In the account of paying for Crohn's treatment, rewrite the passage from "When my Crohn’s" up to and including "dose of Remicade.", changing "doctor" to "specialist".
** Opening Text shown block **
For months, my parents and I tried to get on Trillium: a provincial prescription insurance that takes applicant’s financial information into consideration. While we were approved, they decided to take my parent’s income into consideration and the deductible was so high as to make the coverage essentially non-existent. This is a common occurrence. Despite the fact that my parents lived more than 8 hours away, it made no difference into their considerations.
When my Crohn’s kicked in, I was switched from biologic to biologic, finally ending up on Remicade. Had it stayed at that, the situation my family and I had going might have been able to continue. This was not the case however, as my Crohn’s refused to go into remission. I was getting better, but only in that I was no longer ending up in the hospital every two weeks. Instead, I was still sick, but was able to limit hospital admissions to twice a year. I was able to simply survive my flare until the next dose, and experience a brief window of seeming normality immediately after the infusion. My doctor decided that something more extreme had to be done to try and push my system into remission. I would have to go on a double dose of Remicade.
My first double dose however would be given before I could qualify for Trillium. With that in mind, I did something I had been hoping to avoid for a long period of time: I took out a student loan. More accurately, I took out a student line of credit. I used the money from the line of credit to pay for my next dose. I also used it to help pay expenses until I could find a job that would be able to cover everything: rent, groceries, everything. I was officially on my own. Months before this happened, my house had burned down and I had lost everything. I had little clothing, and not very much furniture. The insurance money had gone towards paying my next year’s tuition, as well putting down a down payment on a new apartment, and supplying me with a very limited wardrobe to replace what was lost.
** Closing Text shown block **
** Opening Record excerpts block **
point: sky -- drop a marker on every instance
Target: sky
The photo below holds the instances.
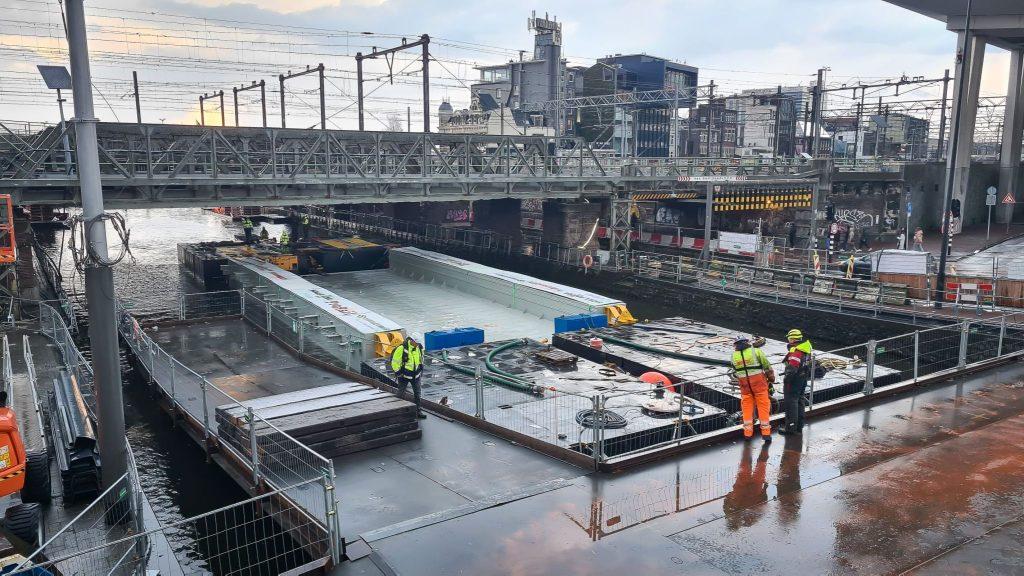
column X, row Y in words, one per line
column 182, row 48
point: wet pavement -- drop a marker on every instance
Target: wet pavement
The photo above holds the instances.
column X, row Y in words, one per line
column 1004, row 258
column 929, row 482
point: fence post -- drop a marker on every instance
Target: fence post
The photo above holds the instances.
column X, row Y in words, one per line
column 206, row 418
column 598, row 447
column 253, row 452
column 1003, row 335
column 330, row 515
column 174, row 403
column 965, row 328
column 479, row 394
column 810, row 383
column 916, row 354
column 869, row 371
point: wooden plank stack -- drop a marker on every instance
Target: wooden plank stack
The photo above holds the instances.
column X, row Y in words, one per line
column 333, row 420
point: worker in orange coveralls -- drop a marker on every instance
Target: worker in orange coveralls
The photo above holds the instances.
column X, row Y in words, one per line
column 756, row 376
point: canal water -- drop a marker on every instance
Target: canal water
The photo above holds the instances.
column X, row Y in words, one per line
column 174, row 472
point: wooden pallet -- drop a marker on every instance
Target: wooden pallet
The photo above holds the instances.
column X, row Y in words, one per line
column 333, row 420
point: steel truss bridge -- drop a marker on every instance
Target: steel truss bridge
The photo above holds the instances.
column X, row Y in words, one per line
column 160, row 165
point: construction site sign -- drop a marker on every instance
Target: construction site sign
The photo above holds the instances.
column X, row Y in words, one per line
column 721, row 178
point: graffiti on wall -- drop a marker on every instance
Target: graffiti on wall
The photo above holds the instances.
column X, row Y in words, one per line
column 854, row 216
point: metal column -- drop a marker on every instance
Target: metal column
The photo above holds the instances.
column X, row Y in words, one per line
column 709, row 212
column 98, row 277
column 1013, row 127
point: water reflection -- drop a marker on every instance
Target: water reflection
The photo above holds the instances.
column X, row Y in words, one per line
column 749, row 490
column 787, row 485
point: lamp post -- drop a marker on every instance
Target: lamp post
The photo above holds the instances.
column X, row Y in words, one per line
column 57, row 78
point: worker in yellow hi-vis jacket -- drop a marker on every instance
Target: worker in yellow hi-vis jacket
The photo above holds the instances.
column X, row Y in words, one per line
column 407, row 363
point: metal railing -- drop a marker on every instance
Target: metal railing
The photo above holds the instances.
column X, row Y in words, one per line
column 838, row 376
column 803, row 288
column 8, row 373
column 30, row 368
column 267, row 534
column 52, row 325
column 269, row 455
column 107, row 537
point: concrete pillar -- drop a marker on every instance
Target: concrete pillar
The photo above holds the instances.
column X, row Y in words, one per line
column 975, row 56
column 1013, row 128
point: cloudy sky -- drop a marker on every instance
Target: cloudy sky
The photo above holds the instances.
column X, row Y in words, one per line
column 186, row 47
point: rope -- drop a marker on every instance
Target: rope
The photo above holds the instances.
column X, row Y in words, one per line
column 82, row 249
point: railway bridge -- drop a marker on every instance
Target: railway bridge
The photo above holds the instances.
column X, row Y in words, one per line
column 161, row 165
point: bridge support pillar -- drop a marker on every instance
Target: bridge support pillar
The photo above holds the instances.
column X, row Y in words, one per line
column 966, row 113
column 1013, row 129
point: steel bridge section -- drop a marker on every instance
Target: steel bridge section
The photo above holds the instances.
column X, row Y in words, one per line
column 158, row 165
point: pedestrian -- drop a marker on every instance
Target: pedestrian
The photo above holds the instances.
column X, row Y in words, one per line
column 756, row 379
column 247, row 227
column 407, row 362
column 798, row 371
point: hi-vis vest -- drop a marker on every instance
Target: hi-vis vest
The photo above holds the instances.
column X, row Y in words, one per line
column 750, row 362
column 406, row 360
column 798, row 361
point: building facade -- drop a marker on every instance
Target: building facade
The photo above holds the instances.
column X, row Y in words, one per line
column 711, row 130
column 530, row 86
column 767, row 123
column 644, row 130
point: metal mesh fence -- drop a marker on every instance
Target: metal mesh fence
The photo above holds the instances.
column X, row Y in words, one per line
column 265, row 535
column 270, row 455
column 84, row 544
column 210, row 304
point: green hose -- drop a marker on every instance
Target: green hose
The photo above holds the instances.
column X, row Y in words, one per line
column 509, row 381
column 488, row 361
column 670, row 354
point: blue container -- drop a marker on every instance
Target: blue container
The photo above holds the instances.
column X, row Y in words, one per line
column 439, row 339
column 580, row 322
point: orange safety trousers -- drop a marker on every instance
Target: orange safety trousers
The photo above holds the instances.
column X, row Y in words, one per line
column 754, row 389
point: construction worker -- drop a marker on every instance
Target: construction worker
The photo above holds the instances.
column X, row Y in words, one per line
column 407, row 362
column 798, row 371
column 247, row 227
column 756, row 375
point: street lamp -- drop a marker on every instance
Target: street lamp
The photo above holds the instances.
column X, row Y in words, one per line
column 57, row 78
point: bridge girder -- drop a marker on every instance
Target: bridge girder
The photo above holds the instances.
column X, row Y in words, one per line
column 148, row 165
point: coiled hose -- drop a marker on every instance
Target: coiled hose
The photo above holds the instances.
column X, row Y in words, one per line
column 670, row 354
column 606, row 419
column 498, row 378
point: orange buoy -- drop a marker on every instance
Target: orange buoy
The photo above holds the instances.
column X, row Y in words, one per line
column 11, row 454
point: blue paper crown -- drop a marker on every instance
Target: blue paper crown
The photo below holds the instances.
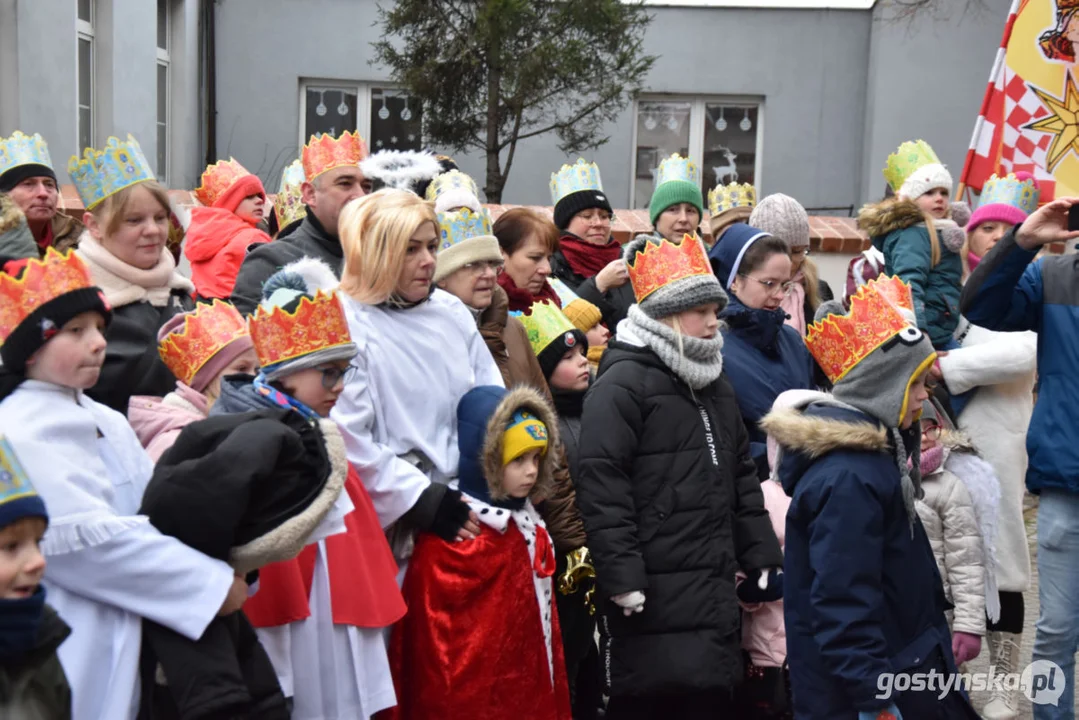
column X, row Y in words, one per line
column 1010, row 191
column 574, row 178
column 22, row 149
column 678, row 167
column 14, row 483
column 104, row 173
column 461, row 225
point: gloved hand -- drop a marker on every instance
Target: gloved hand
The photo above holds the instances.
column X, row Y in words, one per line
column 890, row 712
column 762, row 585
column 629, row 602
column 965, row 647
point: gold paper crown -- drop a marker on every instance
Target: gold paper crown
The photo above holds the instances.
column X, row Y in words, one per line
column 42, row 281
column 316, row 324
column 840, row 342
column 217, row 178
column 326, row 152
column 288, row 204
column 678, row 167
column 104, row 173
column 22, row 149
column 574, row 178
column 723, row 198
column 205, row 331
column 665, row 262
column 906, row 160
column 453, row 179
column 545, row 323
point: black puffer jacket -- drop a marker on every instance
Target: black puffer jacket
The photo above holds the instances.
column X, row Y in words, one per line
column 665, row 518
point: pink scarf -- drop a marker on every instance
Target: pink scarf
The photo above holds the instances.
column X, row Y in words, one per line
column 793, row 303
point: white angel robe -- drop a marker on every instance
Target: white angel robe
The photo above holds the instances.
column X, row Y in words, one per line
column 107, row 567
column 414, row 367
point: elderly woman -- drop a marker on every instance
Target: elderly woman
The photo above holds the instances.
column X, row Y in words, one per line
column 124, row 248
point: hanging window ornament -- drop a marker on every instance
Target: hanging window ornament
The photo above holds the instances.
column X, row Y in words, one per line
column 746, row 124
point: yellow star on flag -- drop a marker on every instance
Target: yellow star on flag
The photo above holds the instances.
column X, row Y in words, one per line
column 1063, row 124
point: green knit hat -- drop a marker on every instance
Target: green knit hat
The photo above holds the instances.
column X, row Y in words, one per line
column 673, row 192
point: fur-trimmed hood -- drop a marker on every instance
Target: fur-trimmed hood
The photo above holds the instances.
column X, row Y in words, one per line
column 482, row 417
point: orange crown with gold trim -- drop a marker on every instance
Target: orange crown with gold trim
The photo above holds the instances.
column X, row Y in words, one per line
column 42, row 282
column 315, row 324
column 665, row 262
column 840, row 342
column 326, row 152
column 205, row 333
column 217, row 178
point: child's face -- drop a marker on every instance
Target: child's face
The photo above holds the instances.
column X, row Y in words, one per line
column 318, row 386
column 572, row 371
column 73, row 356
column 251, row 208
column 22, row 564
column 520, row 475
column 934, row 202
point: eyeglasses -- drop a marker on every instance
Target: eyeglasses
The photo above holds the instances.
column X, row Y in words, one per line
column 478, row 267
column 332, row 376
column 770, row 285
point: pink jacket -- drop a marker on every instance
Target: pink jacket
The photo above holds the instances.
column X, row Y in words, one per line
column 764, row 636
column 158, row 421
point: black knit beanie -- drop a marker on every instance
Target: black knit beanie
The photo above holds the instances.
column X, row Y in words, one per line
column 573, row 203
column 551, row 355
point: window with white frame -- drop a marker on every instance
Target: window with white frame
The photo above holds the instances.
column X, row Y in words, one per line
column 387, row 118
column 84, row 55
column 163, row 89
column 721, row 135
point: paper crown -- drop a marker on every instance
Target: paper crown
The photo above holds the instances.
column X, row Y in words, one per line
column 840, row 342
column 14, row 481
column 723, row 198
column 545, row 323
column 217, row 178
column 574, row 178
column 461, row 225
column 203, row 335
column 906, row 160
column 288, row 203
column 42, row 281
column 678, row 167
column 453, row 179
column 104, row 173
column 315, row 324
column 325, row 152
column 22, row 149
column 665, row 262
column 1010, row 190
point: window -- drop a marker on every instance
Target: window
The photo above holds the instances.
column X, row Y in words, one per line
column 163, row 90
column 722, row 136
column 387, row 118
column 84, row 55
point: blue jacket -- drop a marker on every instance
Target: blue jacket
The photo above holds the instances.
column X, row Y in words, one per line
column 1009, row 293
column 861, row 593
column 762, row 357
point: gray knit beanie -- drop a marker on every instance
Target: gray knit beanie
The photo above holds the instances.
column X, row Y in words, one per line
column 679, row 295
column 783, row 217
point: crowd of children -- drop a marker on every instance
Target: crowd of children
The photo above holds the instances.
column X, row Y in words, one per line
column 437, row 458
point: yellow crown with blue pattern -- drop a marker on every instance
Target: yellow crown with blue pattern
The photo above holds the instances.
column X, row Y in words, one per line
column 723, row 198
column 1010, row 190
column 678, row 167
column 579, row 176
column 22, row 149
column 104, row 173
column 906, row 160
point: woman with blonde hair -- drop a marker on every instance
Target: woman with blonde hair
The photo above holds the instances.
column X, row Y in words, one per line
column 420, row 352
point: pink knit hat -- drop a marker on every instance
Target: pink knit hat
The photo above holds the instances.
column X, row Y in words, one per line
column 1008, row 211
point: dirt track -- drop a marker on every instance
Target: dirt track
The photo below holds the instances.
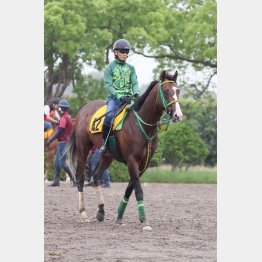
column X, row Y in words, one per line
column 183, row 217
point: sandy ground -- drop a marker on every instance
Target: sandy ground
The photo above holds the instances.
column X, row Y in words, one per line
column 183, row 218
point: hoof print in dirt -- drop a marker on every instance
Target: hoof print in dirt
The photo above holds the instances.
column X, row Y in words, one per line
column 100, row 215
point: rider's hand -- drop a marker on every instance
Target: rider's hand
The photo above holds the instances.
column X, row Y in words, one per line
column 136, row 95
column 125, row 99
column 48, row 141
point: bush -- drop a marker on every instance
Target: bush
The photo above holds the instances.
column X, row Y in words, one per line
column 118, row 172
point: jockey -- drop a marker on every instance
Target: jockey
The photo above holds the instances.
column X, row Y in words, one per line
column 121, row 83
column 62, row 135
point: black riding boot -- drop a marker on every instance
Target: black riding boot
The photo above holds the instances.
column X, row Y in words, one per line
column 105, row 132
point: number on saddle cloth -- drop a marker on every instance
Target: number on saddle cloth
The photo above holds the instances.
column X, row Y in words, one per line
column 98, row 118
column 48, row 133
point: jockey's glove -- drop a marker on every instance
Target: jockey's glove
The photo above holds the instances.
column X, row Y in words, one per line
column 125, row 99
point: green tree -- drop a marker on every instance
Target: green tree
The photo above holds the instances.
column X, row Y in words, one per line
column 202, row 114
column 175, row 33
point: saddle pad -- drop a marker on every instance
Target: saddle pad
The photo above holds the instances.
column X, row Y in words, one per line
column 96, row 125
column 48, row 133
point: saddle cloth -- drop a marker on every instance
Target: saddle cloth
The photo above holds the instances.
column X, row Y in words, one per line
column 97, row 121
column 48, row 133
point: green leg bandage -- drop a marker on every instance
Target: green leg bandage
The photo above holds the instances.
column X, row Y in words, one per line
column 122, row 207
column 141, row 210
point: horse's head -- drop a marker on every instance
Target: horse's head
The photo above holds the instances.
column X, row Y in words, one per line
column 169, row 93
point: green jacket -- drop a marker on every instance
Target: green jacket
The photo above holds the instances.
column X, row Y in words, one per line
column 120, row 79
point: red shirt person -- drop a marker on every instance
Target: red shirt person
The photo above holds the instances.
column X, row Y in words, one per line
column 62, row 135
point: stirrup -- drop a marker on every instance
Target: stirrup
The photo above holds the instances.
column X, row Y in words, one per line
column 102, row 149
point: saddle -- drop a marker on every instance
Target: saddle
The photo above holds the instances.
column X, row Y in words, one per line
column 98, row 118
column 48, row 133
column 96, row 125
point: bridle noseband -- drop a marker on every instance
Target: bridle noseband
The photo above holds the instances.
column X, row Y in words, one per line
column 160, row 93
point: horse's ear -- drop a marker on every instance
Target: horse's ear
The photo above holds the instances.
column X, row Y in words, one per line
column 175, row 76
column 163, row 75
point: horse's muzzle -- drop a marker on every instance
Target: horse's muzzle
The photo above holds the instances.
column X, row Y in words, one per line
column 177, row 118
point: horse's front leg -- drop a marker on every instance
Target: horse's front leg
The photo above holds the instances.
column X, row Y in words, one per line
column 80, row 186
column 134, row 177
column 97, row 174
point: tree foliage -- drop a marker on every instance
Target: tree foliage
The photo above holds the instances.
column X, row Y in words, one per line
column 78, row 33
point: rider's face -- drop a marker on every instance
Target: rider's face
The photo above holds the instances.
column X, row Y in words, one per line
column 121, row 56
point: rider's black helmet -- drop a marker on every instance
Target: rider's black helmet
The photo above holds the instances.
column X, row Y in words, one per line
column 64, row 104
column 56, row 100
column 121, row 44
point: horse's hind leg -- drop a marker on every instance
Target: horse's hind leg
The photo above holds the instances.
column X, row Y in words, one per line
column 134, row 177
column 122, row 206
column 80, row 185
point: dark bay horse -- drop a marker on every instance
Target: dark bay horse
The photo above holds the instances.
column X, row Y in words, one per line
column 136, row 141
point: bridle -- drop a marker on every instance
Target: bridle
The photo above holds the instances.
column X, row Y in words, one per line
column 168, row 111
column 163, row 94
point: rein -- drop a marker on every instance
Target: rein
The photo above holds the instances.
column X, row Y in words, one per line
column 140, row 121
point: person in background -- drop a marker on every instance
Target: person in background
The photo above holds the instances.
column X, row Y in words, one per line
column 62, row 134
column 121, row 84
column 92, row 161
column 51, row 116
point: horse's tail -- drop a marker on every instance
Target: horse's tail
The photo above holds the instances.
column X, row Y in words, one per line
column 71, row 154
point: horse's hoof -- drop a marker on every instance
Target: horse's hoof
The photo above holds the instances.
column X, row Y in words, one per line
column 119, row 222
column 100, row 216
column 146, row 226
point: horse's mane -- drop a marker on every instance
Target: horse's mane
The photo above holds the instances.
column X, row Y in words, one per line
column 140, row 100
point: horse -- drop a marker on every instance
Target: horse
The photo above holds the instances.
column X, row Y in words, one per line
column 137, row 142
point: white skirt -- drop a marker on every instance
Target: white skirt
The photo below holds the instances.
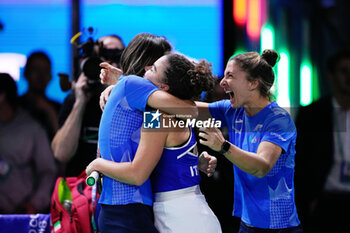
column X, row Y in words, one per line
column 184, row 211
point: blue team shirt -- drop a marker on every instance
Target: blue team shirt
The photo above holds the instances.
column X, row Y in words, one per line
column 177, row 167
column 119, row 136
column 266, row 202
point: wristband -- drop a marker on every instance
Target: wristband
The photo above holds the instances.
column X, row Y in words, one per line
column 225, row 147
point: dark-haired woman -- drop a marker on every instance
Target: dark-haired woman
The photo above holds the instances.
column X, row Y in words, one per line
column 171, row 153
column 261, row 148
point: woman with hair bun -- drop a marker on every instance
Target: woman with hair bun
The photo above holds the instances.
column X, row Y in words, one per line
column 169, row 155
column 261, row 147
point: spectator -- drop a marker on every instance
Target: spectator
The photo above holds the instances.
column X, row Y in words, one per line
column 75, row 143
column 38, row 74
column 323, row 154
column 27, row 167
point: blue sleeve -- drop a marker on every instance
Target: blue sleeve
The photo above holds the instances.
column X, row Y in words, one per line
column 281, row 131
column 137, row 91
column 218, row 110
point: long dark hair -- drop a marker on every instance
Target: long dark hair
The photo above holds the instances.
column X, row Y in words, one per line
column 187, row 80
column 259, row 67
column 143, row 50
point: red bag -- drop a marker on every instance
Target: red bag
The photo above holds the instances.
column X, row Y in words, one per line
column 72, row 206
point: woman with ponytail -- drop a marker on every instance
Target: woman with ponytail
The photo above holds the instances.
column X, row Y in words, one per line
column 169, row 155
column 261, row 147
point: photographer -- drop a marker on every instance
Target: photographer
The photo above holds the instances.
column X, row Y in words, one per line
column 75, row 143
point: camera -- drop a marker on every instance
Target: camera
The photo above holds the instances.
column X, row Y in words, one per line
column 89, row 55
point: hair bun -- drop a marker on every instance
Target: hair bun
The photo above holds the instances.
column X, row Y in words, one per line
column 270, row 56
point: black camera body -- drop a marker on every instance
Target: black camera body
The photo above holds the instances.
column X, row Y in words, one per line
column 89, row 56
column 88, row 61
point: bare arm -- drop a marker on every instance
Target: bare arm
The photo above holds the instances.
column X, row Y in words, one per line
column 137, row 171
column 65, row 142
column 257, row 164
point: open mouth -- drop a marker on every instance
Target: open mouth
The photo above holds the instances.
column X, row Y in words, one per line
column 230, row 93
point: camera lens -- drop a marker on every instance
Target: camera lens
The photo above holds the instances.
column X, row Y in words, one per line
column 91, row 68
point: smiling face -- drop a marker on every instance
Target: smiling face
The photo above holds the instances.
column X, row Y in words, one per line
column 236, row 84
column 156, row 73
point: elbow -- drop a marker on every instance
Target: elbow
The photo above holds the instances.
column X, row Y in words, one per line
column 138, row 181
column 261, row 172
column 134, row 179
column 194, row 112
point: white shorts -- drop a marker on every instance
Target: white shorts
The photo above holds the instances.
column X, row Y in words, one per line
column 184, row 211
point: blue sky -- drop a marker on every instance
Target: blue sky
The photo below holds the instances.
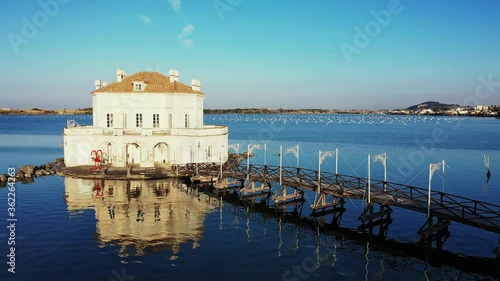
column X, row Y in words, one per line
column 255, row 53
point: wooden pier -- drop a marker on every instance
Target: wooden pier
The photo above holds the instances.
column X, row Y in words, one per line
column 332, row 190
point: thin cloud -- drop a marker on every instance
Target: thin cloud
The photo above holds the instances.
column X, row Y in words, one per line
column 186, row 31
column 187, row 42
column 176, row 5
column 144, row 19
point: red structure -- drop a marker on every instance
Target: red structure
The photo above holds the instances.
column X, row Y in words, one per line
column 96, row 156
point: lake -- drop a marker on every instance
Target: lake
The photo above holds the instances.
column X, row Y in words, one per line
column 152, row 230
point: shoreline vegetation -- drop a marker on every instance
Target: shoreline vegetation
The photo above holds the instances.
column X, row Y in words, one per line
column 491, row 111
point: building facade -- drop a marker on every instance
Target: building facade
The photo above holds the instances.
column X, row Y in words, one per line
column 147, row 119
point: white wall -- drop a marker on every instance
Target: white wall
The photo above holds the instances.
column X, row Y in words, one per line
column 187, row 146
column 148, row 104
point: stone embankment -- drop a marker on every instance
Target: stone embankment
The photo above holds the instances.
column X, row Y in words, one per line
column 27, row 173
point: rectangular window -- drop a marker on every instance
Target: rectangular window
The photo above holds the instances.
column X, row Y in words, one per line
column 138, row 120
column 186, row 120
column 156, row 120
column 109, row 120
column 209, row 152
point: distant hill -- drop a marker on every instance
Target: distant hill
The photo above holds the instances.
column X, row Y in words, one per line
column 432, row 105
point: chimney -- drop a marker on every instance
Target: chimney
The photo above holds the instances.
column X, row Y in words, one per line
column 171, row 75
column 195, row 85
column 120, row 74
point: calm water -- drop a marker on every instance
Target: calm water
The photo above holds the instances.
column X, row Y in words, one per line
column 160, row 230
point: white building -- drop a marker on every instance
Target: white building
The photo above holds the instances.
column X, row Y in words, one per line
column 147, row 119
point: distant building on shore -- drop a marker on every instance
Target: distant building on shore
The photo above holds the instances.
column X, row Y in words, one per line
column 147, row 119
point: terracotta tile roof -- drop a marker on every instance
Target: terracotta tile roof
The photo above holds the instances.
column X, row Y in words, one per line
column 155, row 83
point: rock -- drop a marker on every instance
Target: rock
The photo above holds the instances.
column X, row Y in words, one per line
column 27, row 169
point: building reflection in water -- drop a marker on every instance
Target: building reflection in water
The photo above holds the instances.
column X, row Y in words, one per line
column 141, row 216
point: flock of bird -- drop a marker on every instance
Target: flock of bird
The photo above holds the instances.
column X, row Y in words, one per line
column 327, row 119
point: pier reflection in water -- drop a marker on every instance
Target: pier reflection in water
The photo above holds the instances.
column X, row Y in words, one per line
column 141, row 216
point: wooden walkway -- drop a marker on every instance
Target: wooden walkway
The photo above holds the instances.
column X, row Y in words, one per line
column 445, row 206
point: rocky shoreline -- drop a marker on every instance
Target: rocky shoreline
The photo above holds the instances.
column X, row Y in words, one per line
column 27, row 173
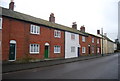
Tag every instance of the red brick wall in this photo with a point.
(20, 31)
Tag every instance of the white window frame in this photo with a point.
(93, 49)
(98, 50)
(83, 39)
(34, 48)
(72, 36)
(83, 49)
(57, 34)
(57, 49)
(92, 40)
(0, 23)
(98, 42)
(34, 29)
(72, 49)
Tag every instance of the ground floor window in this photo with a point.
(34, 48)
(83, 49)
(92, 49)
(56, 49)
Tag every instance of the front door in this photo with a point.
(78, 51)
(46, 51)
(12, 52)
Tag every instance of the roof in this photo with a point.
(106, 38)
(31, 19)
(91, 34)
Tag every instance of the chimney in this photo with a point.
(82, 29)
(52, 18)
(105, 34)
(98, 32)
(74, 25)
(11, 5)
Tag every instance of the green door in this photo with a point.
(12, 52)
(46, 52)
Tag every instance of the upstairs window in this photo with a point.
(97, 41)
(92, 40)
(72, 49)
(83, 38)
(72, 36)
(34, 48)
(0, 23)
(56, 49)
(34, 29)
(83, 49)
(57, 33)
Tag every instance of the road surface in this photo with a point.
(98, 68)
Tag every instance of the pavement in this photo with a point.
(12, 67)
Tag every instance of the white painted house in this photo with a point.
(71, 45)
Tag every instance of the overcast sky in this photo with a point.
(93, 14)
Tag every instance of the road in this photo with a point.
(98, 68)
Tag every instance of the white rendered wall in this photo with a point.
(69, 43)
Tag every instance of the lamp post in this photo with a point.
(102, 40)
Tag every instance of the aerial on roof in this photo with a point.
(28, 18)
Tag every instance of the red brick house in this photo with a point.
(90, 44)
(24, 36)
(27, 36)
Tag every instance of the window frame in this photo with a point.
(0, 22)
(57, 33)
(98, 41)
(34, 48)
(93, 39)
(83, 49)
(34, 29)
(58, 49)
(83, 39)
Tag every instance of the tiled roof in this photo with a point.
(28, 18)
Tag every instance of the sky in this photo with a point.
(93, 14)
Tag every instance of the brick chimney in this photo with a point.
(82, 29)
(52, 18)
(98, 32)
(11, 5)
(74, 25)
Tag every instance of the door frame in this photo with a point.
** Closing Record excerpts block **
→ **Written solution**:
When my Crohn’s kicked in, I was switched from biologic to biologic, finally ending up on Remicade. Had it stayed at that, the situation my family and I had going might have been able to continue. This was not the case however, as my Crohn’s refused to go into remission. I was getting better, but only in that I was no longer ending up in the hospital every two weeks. Instead, I was still sick, but was able to limit hospital admissions to twice a year. I was able to simply survive my flare until the next dose, and experience a brief window of seeming normality immediately after the infusion. My specialist decided that something more extreme had to be done to try and push my system into remission. I would have to go on a double dose of Remicade.